_Goal:_ Select every line of the records below that contains the word "snow".

════════════════════

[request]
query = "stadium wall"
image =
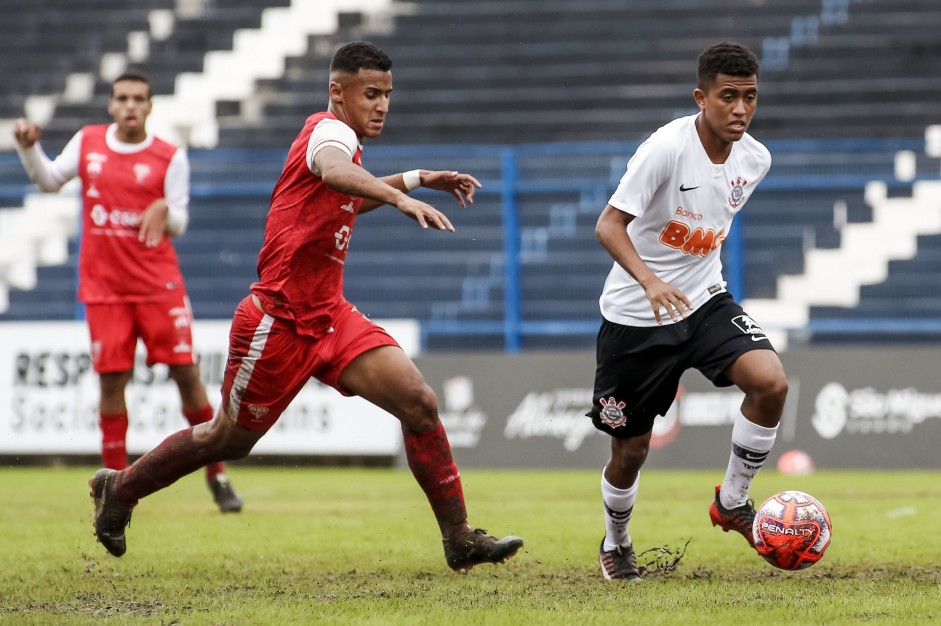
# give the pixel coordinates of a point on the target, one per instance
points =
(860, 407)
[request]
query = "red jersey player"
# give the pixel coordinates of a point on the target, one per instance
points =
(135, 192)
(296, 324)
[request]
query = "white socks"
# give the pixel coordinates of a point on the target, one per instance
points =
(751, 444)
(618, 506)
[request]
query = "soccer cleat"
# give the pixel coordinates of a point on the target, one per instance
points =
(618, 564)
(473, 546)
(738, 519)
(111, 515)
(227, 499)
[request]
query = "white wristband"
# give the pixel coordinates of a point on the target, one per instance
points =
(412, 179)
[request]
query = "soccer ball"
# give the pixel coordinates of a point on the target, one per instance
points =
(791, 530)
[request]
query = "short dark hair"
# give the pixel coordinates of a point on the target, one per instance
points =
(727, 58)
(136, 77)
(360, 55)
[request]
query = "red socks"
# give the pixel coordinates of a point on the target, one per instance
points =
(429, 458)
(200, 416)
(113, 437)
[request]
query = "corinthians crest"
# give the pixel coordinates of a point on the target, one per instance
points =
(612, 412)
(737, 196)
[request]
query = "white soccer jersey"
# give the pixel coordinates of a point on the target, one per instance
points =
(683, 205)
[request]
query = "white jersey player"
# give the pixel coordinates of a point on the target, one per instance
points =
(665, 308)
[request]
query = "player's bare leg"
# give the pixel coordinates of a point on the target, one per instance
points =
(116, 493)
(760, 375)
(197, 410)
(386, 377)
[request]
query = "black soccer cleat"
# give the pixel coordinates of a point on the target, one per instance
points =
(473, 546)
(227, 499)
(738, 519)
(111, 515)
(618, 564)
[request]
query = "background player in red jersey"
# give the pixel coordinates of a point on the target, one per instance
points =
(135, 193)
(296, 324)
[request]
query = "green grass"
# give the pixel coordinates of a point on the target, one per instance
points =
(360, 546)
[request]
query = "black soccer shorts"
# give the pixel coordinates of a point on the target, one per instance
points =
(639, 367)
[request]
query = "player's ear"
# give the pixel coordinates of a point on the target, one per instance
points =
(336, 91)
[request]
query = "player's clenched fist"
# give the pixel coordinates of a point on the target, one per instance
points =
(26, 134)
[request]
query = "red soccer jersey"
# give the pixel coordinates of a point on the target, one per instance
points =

════════════════════

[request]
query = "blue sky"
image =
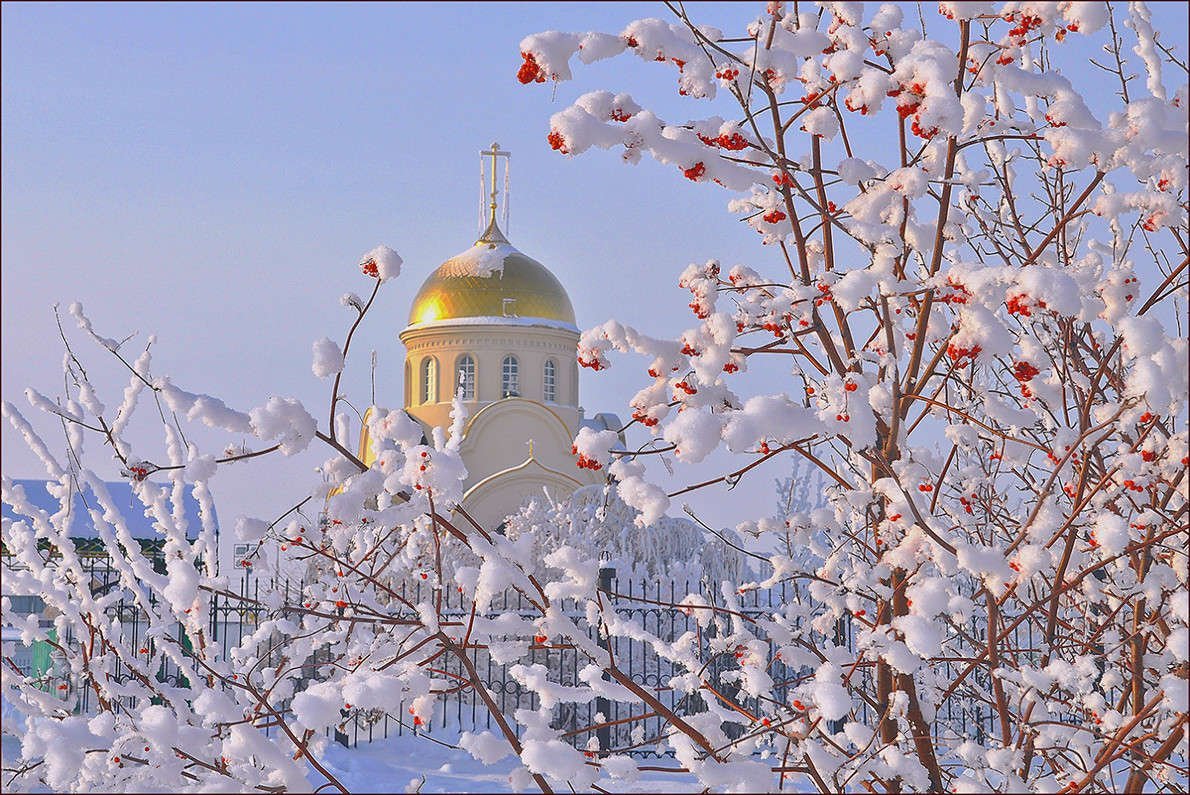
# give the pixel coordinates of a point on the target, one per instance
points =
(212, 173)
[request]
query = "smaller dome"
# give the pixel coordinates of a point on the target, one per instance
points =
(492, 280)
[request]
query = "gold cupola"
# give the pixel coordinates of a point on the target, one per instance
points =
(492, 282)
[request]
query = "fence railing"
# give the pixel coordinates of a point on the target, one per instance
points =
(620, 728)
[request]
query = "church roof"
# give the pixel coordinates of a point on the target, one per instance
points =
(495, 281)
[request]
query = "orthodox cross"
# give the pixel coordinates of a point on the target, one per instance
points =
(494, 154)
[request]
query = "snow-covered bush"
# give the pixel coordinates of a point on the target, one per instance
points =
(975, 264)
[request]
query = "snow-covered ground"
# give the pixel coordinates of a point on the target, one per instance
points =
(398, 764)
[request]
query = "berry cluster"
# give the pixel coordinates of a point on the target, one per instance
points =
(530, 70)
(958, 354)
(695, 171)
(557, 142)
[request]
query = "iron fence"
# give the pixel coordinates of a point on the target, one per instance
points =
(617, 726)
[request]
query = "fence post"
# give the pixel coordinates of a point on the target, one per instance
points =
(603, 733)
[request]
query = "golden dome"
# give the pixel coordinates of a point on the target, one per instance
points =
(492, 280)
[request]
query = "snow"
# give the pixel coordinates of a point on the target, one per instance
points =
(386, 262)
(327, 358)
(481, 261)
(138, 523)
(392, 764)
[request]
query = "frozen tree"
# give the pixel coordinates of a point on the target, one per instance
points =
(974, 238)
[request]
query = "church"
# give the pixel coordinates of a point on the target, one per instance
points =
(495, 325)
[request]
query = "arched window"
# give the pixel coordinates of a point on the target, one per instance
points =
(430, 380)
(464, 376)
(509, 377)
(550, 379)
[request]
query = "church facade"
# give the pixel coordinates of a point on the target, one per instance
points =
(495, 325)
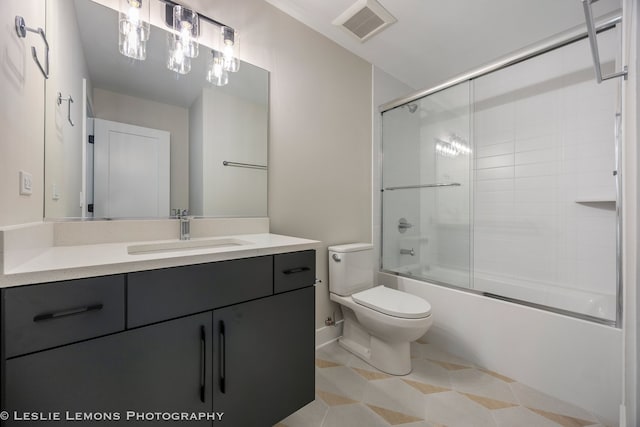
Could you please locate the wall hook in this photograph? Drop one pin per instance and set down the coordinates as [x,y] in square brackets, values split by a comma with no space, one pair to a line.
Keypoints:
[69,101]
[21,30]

════════════════════

_Worked answer:_
query = "snow-covered bush"
query = "snow-covered ground"
query = "snow"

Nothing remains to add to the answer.